(Stored data entries)
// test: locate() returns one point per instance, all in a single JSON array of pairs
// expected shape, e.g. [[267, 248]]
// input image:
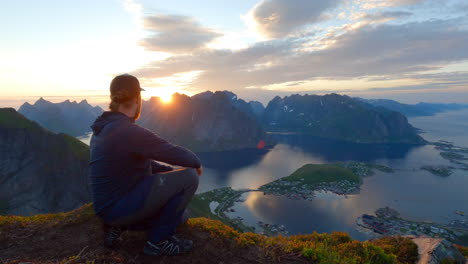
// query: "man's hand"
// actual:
[[199, 171]]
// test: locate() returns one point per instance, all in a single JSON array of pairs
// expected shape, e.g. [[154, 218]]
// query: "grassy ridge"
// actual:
[[337, 247]]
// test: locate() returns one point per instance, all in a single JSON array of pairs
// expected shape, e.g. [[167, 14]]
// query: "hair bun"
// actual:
[[121, 96]]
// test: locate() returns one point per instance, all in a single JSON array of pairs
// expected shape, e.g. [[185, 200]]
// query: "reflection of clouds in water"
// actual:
[[281, 161]]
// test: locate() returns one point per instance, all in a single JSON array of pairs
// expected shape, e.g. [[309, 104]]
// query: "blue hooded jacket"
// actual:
[[123, 153]]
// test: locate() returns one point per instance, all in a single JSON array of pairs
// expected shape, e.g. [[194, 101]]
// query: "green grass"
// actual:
[[81, 214], [334, 248], [313, 174], [3, 206], [200, 206]]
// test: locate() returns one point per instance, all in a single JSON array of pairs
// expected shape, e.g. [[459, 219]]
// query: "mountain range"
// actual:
[[413, 110], [218, 121], [40, 171], [338, 117], [65, 117], [204, 122]]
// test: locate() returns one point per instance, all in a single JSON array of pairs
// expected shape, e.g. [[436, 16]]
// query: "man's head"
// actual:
[[125, 94]]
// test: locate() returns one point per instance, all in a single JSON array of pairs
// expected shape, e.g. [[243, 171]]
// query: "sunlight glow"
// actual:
[[166, 98]]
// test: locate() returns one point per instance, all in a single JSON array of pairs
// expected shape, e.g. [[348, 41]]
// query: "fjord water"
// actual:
[[416, 194]]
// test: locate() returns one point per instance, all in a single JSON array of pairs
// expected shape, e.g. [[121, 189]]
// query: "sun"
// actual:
[[166, 98]]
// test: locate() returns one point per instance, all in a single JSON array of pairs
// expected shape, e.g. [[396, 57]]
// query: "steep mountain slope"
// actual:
[[66, 117], [338, 117], [40, 171], [215, 242], [411, 110], [204, 122]]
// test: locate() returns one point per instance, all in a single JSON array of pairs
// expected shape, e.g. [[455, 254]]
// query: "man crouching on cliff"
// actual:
[[130, 189]]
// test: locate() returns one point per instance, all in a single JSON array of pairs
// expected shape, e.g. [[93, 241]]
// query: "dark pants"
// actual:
[[156, 204]]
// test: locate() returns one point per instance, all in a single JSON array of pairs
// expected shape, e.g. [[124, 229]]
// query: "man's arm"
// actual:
[[158, 167], [146, 143]]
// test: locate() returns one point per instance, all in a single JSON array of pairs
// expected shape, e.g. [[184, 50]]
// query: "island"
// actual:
[[454, 154], [442, 171], [387, 221], [340, 178]]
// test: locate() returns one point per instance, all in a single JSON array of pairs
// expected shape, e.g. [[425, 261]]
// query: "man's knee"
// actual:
[[191, 176]]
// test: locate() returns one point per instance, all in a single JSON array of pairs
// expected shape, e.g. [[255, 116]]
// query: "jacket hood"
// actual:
[[106, 118]]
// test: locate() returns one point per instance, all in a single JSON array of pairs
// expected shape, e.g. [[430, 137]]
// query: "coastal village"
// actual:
[[343, 178], [387, 221]]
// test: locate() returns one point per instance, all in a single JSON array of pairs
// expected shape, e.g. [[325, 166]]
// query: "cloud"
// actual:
[[176, 34], [371, 4], [278, 18], [366, 52]]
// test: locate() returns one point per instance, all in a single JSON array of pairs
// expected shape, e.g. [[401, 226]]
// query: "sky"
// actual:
[[407, 50]]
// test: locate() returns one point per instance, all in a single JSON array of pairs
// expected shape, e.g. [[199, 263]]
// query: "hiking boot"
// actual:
[[112, 236], [170, 247]]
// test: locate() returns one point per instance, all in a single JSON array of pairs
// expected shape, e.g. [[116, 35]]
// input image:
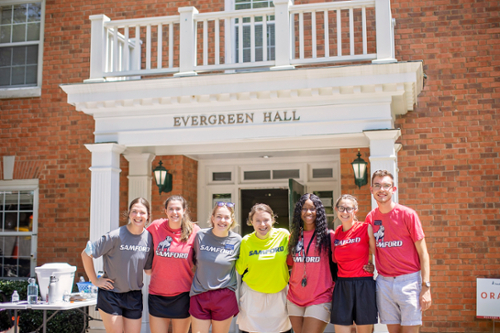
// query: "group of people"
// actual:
[[302, 279]]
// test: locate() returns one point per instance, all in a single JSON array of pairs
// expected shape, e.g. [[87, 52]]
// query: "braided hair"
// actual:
[[321, 225]]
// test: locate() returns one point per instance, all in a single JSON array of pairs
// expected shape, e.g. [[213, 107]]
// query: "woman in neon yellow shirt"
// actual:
[[262, 263]]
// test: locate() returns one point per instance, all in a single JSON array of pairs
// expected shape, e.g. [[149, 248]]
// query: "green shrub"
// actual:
[[69, 321]]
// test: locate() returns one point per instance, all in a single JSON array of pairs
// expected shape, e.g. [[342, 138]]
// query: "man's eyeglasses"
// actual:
[[378, 186], [345, 209], [227, 204]]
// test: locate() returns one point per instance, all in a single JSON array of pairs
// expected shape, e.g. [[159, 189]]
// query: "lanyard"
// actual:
[[304, 254]]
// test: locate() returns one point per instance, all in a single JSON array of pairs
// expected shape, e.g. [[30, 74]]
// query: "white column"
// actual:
[[97, 47], [139, 176], [104, 200], [383, 154], [385, 32], [139, 185], [187, 47], [282, 28], [105, 190]]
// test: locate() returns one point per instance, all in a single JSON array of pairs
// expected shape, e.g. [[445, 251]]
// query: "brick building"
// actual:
[[418, 95]]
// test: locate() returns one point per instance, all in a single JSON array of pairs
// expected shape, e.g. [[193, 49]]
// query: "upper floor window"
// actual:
[[259, 41], [21, 41]]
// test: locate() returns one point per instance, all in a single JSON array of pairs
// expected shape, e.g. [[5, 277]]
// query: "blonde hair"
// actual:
[[348, 197], [231, 211], [186, 224], [260, 208]]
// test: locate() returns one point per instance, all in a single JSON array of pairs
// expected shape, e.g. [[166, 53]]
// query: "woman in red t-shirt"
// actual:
[[354, 293], [172, 270], [311, 284]]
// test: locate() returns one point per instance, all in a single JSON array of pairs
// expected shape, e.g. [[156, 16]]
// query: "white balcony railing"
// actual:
[[287, 36]]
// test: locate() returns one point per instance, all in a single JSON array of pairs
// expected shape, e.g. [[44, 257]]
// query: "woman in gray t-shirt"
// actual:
[[125, 251], [213, 300]]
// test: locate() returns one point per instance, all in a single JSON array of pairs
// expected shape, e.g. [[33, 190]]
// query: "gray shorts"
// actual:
[[398, 299]]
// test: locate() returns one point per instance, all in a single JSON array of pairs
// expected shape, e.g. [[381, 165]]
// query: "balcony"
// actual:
[[280, 37]]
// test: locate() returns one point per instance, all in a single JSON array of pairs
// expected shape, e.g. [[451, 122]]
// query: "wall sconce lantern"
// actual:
[[163, 178], [360, 171]]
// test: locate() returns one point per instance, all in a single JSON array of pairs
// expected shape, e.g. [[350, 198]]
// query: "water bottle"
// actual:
[[52, 289], [15, 297], [32, 291]]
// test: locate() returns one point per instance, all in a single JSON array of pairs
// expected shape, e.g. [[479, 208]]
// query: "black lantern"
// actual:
[[360, 171], [163, 178]]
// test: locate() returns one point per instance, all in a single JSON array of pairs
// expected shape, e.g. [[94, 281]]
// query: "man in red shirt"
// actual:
[[402, 260]]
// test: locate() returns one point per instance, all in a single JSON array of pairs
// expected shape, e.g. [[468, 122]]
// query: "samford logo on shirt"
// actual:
[[268, 251], [390, 244], [308, 259], [215, 249], [347, 241], [134, 248], [172, 254]]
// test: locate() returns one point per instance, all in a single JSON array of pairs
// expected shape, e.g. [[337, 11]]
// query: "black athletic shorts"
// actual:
[[354, 299], [175, 307], [127, 305]]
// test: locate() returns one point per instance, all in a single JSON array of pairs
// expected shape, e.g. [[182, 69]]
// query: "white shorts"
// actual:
[[260, 312], [319, 311], [398, 299]]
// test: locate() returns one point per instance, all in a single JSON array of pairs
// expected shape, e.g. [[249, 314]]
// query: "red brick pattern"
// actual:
[[448, 166]]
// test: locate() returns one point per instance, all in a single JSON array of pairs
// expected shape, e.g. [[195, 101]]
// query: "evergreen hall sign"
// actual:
[[236, 118]]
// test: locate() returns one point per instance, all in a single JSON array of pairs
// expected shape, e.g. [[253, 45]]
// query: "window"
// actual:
[[259, 54], [21, 40], [18, 228]]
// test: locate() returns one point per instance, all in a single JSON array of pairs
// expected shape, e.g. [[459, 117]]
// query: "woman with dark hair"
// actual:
[[311, 283], [213, 298], [172, 268], [126, 252], [262, 263]]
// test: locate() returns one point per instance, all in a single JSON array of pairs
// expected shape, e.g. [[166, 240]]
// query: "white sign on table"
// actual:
[[488, 298]]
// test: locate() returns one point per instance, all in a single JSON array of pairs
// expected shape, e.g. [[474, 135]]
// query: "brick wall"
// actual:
[[449, 162]]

_Description of the task_
Give the number of lines in the records that contain the string "gray", with no other output.

_Result below_
2